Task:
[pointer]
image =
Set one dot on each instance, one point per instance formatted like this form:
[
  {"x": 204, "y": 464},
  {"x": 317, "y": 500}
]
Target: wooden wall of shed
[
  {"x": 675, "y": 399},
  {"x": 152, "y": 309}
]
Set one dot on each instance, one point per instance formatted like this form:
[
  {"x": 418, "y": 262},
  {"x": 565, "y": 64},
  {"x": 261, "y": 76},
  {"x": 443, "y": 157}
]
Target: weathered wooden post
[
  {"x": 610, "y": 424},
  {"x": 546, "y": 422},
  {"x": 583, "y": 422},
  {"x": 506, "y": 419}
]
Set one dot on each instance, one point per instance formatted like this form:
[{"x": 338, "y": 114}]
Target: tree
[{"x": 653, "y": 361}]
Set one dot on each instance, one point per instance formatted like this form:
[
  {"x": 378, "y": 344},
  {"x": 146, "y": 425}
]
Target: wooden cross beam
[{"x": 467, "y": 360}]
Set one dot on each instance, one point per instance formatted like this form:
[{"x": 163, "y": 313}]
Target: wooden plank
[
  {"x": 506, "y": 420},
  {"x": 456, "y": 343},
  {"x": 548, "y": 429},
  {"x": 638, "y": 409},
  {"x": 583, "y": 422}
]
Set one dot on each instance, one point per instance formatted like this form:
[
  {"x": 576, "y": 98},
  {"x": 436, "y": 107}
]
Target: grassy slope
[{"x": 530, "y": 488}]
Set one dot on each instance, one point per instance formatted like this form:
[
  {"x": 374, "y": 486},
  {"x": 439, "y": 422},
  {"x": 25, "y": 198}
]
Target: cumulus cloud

+ + +

## INSTRUCTIONS TO FOLLOW:
Output every line of the listing word for word.

## EXERCISE RESULT:
Task:
[pointer]
image =
Set one dot on each instance, one point per instance formatted like this form:
[
  {"x": 204, "y": 464},
  {"x": 317, "y": 500}
]
Target: wooden wall of shed
[
  {"x": 675, "y": 399},
  {"x": 152, "y": 309}
]
Set one dot on each instance, one point per instance formatted like this form:
[
  {"x": 418, "y": 262},
  {"x": 565, "y": 64},
  {"x": 261, "y": 76},
  {"x": 443, "y": 157}
]
Target: weathered wooden post
[
  {"x": 610, "y": 424},
  {"x": 546, "y": 422},
  {"x": 583, "y": 422},
  {"x": 506, "y": 419}
]
Set one dot on each instance, one point per instance formatted like this form:
[{"x": 338, "y": 114}]
Target: tree
[{"x": 653, "y": 361}]
Set one dot on each instance, one point per instance formatted like this form:
[
  {"x": 378, "y": 344},
  {"x": 146, "y": 425}
]
Target: wooden cross beam
[{"x": 467, "y": 360}]
Set one dot on each instance, one point per instance formatted like this form:
[{"x": 163, "y": 313}]
Target: wooden plank
[
  {"x": 506, "y": 420},
  {"x": 456, "y": 343},
  {"x": 548, "y": 429},
  {"x": 638, "y": 409},
  {"x": 583, "y": 422}
]
Set one dot on each instance, one point per instance formatted like this form:
[
  {"x": 576, "y": 98},
  {"x": 436, "y": 107}
]
Target: grassy slope
[{"x": 530, "y": 488}]
Set one dot on each instance, one point per instance formatted like this form:
[
  {"x": 374, "y": 486},
  {"x": 439, "y": 422},
  {"x": 25, "y": 198}
]
Target: cumulus cloud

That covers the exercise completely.